# [SOURCE EXTRACT]
----------

Semiconductor stocks haven’t been immune to retrenchment in the artificial intelligence (AI) trade and sector rotation. Just look at Advanced Micro Devices (AMD), which is off more than 7% since the start of the year. But with its prominence in the AI chip arena, AMD cannot be ignored and aggressive tactical traders may feel the same way about the Direxion Daily AMD Bull 2X Shares (AMUU). The ETF is designed to deliver 200% of the daily performance of the chipmaker’s stock.

Like all leveraged ETFs, AMUU works best over short holding periods. This would be a period of a day or two and when there are clear-cut catalysts for the underlying stock.

Fortunately for traders considering AMUU, AI- and semiconductor-related catalysts abound and some sell-side analysts remain constructive on AMD shares. For example, Deutsche Bank Analyst, Brian Seymore, reiterated a $250 price target on AMD. This implied a 29% increase from where the stock traded entering Monday, following recent meetings with company executives.

----------

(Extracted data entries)

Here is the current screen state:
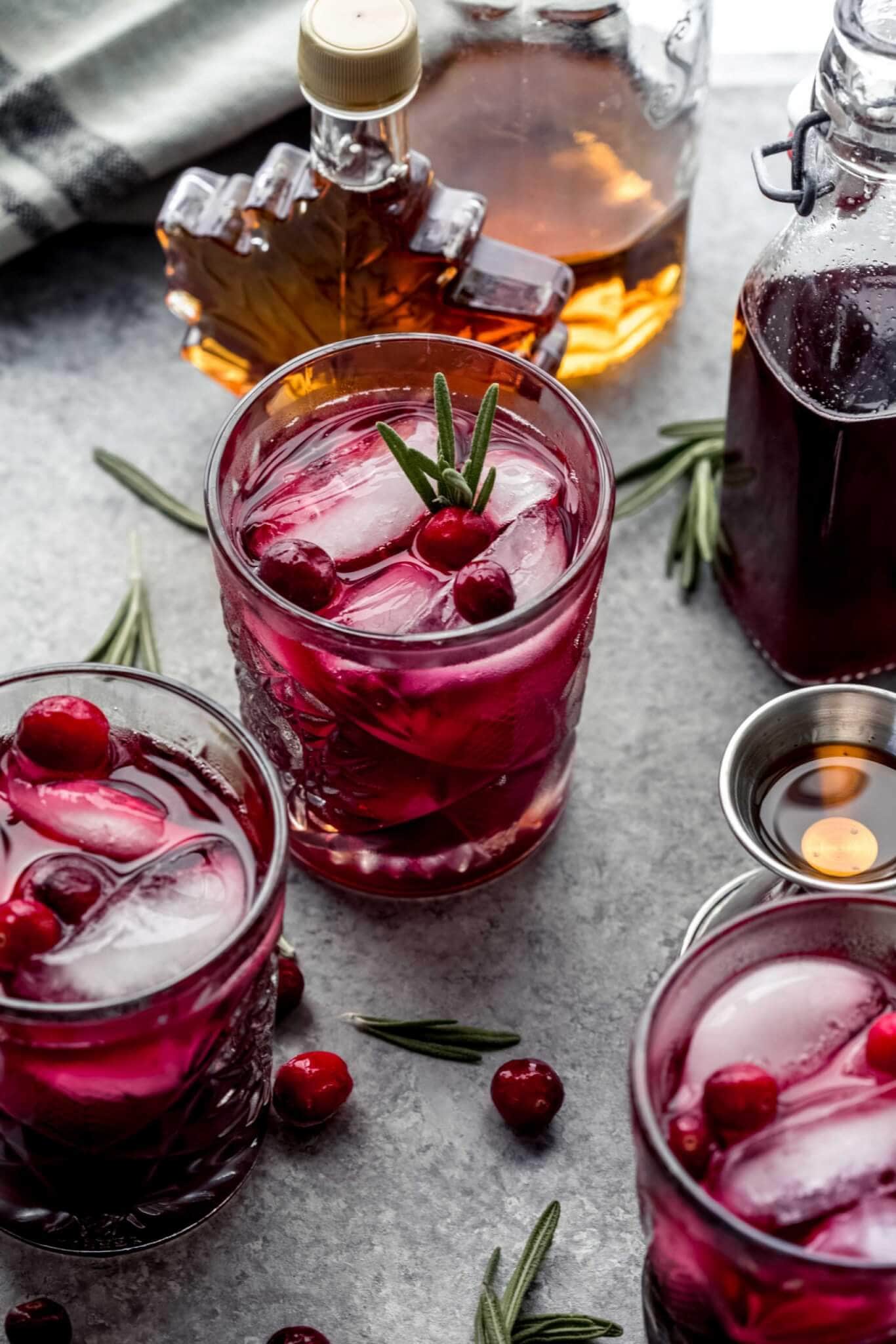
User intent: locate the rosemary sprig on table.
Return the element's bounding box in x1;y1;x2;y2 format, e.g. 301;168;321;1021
376;373;499;513
614;419;727;597
92;448;208;532
342;1012;520;1064
85;532;161;672
473;1200;622;1344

----------

# [YOUR GOAL]
Transcribe the passage from the article on AMD and its leveraged ETF, starting with "Semiconductor stocks haven’t" and going on through "the underlying stock.".

# [EXPECTED ANSWER]
Semiconductor stocks haven’t been immune to retrenchment in the artificial intelligence (AI) trade and sector rotation. Just look at Advanced Micro Devices (AMD), which is off more than 7% since the start of the year. But with its prominence in the AI chip arena, AMD cannot be ignored and aggressive tactical traders may feel the same way about the Direxion Daily AMD Bull 2X Shares (AMUU). The ETF is designed to deliver 200% of the daily performance of the chipmaker’s stock.

Like all leveraged ETFs, AMUU works best over short holding periods. This would be a period of a day or two and when there are clear-cut catalysts for the underlying stock.